* [YOUR INSTRUCTIONS]:
Reproduce the rows below word for word, starting with the first line and going on through the line that contains "box: [115, 384, 266, 605]", and leave the pictures out.

* [RECORDS FOR THIS EXERCISE]:
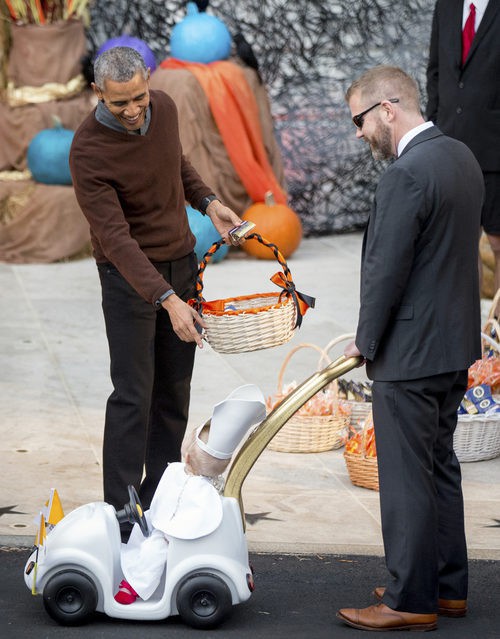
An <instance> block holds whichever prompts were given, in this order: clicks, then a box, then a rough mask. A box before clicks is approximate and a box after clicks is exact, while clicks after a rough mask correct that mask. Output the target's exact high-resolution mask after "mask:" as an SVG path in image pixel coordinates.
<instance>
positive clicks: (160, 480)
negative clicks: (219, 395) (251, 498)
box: [115, 384, 266, 605]
mask: <svg viewBox="0 0 500 639" xmlns="http://www.w3.org/2000/svg"><path fill="white" fill-rule="evenodd" d="M265 416H266V404H265V399H264V397H263V395H262V392H261V391H260V389H259V388H258V387H257V386H255V385H253V384H246V385H244V386H240V387H239V388H237V389H236V390H234V391H233V392H232V393H231V394H230V395H228V397H227V398H226V399H225V400H223V401H222V402H220V403H218V404H216V405H215V406H214V409H213V412H212V418H211V420H210V421H208V422H206V423H205V424H204V425H203V426H201V427H199V428H197V429H193V430H192V431H191V432H189V433H187V434H186V436H185V438H184V441H183V443H182V449H181V455H182V459H183V461H182V462H174V463H171V464H169V465H168V466H167V468H166V470H165V472H164V473H163V476H162V478H161V480H160V483H159V484H158V488H157V489H156V492H155V494H154V496H153V499H152V501H151V507H150V509H149V510H148V511H146V513H145V516H146V519H147V521H148V525H149V528H150V530H151V531H152V532H151V534H150V535H149V537H145V536H144V535H143V533H142V532H141V529H140V527H139V525H138V524H135V525H134V527H133V529H132V532H131V534H130V538H129V540H128V542H127V543H126V544H122V552H121V566H122V571H123V574H124V577H125V579H124V580H123V581H122V582H121V583H120V587H119V590H118V592H117V593H116V595H115V600H116V601H117V602H118V603H121V604H124V605H127V604H131V603H133V602H134V601H135V600H136V599H137V597H140V598H141V599H143V600H147V599H149V597H151V595H152V594H153V593H154V592H155V590H156V588H157V587H158V585H159V583H160V580H161V577H162V575H163V571H164V569H165V565H166V563H167V556H168V542H169V539H171V538H173V537H176V538H178V539H198V538H199V537H204V536H205V535H208V534H210V533H211V532H213V531H214V530H216V529H217V527H218V526H219V524H220V523H221V521H222V501H221V492H222V489H223V487H224V479H223V477H222V473H223V472H224V471H225V470H226V468H227V466H228V465H229V462H230V461H231V457H232V455H233V453H234V451H235V449H236V448H237V446H238V444H239V443H240V442H241V440H242V438H243V436H244V435H245V434H246V432H247V431H248V429H249V428H250V426H253V425H254V424H257V423H259V422H261V421H262V420H263V419H264V417H265Z"/></svg>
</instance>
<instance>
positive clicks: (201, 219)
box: [186, 206, 229, 263]
mask: <svg viewBox="0 0 500 639" xmlns="http://www.w3.org/2000/svg"><path fill="white" fill-rule="evenodd" d="M186 213H187V216H188V222H189V227H190V229H191V233H192V234H193V235H194V236H195V238H196V246H195V247H194V252H195V253H196V259H197V260H198V262H201V260H202V259H203V256H204V255H205V253H206V252H207V251H208V249H209V248H210V247H211V246H212V244H213V243H214V242H218V241H219V240H220V235H219V233H218V232H217V230H216V228H215V226H214V225H213V224H212V222H211V220H210V218H209V217H207V216H206V215H202V214H201V213H200V212H199V211H197V210H196V209H193V208H192V207H191V206H186ZM228 251H229V246H228V245H227V244H224V246H221V247H220V249H219V250H218V251H217V252H216V253H214V255H213V256H212V257H211V258H210V262H211V263H212V262H220V261H221V260H222V259H223V258H224V257H225V256H226V255H227V252H228Z"/></svg>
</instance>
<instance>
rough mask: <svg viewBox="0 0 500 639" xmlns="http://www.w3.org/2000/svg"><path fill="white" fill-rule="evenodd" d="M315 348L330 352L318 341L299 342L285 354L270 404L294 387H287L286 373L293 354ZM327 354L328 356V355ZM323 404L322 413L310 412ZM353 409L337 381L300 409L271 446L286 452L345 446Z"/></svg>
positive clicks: (271, 441) (290, 391)
mask: <svg viewBox="0 0 500 639" xmlns="http://www.w3.org/2000/svg"><path fill="white" fill-rule="evenodd" d="M304 348H312V349H315V350H316V351H318V352H319V353H321V355H323V356H326V354H325V353H324V351H323V350H322V349H321V348H320V347H319V346H316V345H315V344H305V343H304V344H298V345H297V346H296V347H295V348H293V349H292V350H291V351H290V352H289V353H288V355H287V356H286V357H285V359H284V361H283V364H282V365H281V369H280V372H279V377H278V391H277V394H276V395H275V397H274V398H272V399H269V401H268V408H273V407H274V406H275V405H276V404H278V403H279V402H280V401H281V400H282V399H283V398H284V397H286V395H287V394H288V393H289V392H291V390H293V384H292V385H291V387H289V388H284V387H283V376H284V374H285V370H286V367H287V365H288V363H289V361H290V359H291V358H292V356H293V355H294V354H295V353H296V352H297V351H298V350H300V349H304ZM326 357H327V356H326ZM318 407H319V408H321V409H322V410H321V412H322V413H326V414H308V413H311V412H313V411H315V410H316V409H317V408H318ZM349 418H350V416H349V413H348V411H346V410H345V409H343V408H342V406H340V405H339V403H338V397H337V392H336V384H335V382H334V383H333V384H330V385H329V388H328V389H326V390H324V391H320V393H317V394H316V395H315V396H314V397H313V398H311V399H310V400H309V401H308V402H306V404H305V405H304V406H303V407H302V408H301V409H300V410H299V411H297V413H295V415H293V417H291V418H290V419H289V420H288V422H287V423H286V424H285V425H284V426H283V428H282V429H281V430H280V431H279V432H278V433H277V434H276V435H275V436H274V438H273V439H272V440H271V441H270V442H269V444H268V448H269V449H270V450H274V451H278V452H284V453H320V452H324V451H327V450H332V449H334V448H340V447H341V446H343V444H344V442H345V439H346V437H347V431H348V425H349Z"/></svg>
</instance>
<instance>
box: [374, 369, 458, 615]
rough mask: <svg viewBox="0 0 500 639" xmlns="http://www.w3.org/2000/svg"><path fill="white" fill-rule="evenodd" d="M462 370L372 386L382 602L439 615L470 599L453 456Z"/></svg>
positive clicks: (456, 465) (393, 609) (457, 470)
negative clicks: (378, 508) (441, 598)
mask: <svg viewBox="0 0 500 639" xmlns="http://www.w3.org/2000/svg"><path fill="white" fill-rule="evenodd" d="M466 387H467V371H466V370H465V371H458V372H452V373H445V374H441V375H435V376H431V377H427V378H422V379H415V380H409V381H397V382H380V381H378V382H377V381H376V382H374V383H373V418H374V424H375V441H376V446H377V458H378V469H379V484H380V509H381V519H382V535H383V540H384V549H385V557H386V564H387V568H388V571H389V573H390V575H391V577H392V579H391V580H390V582H389V584H388V585H387V588H386V591H385V595H384V599H383V601H384V603H385V604H386V605H387V606H389V607H390V608H392V609H393V610H400V611H405V612H413V613H422V614H425V613H433V612H436V611H437V604H438V598H444V599H466V598H467V580H468V567H467V548H466V540H465V527H464V506H463V496H462V480H461V471H460V463H459V461H458V459H457V457H456V455H455V453H454V451H453V433H454V431H455V428H456V424H457V408H458V406H459V404H460V402H461V400H462V399H463V396H464V393H465V390H466Z"/></svg>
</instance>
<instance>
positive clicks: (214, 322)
mask: <svg viewBox="0 0 500 639" xmlns="http://www.w3.org/2000/svg"><path fill="white" fill-rule="evenodd" d="M246 240H247V241H250V240H257V241H258V242H260V243H261V244H263V245H264V246H267V247H268V248H269V249H270V250H271V251H273V253H274V255H275V257H276V259H277V260H278V262H279V263H280V265H281V267H282V269H283V273H276V274H275V275H273V277H272V278H271V281H272V282H274V283H275V284H277V285H278V286H280V287H281V288H282V289H283V290H282V291H281V292H277V293H258V294H255V295H242V296H239V297H230V298H226V299H222V300H214V301H211V302H206V301H205V300H204V299H203V296H202V294H203V273H204V271H205V268H206V265H207V264H208V262H209V261H210V258H211V256H212V255H213V254H214V253H215V252H216V251H217V250H218V249H219V248H220V247H221V246H222V245H223V242H222V240H221V241H219V242H215V244H213V245H212V246H211V248H210V249H209V250H208V251H207V253H206V254H205V255H204V257H203V260H202V261H201V263H200V267H199V270H198V278H197V282H196V298H195V299H193V300H190V304H191V305H192V306H194V307H195V308H196V309H197V310H198V311H199V312H200V313H201V314H202V317H203V321H204V322H205V325H206V327H207V328H206V330H205V337H206V339H207V341H208V343H209V344H210V346H211V347H212V348H213V349H214V350H215V351H217V352H219V353H244V352H248V351H257V350H260V349H263V348H271V347H273V346H279V345H280V344H284V343H285V342H288V341H289V340H290V339H291V338H292V336H293V333H294V330H295V328H296V327H297V326H300V323H301V321H302V316H303V314H304V313H305V312H306V310H307V309H308V308H309V307H312V306H314V299H313V298H309V297H307V296H305V295H303V294H301V293H298V292H297V291H296V290H295V285H294V283H293V280H292V275H291V273H290V270H289V268H288V266H287V263H286V261H285V259H284V257H283V256H282V255H281V253H280V252H279V250H278V248H277V246H275V245H274V244H272V243H270V242H268V241H267V240H265V239H264V238H262V237H261V236H260V235H258V234H257V233H252V234H251V235H248V236H247V238H246Z"/></svg>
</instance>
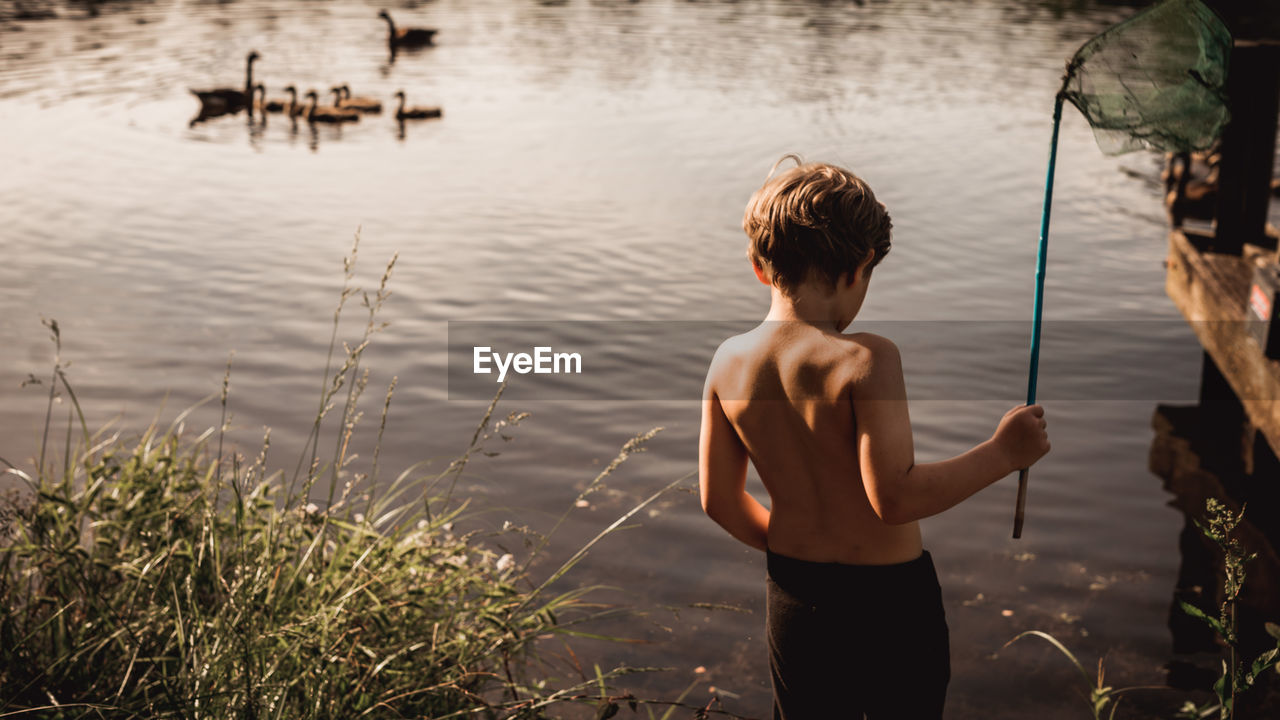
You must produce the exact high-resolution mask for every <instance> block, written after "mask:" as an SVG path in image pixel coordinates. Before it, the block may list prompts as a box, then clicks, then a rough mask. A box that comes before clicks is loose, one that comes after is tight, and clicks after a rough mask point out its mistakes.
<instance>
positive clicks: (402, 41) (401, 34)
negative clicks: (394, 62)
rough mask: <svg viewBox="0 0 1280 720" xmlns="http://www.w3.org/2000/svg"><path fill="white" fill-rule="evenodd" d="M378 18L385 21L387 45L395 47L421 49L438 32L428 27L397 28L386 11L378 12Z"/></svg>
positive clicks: (434, 28) (392, 48) (394, 47)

* [SOLUTION TO THIS TASK]:
An <instance> block holds whichever prompts were given, in this order: clicks, then a box, then a rough mask. A box before clicks is approximate and a box after clicks is exact, while clicks after a rough mask correct that mask. Output the target's exact high-resolution mask after "mask:" as an SVG path in image pixel coordinates.
<instance>
positive clicks: (160, 480)
negative clicks: (219, 395) (251, 498)
box: [115, 384, 266, 605]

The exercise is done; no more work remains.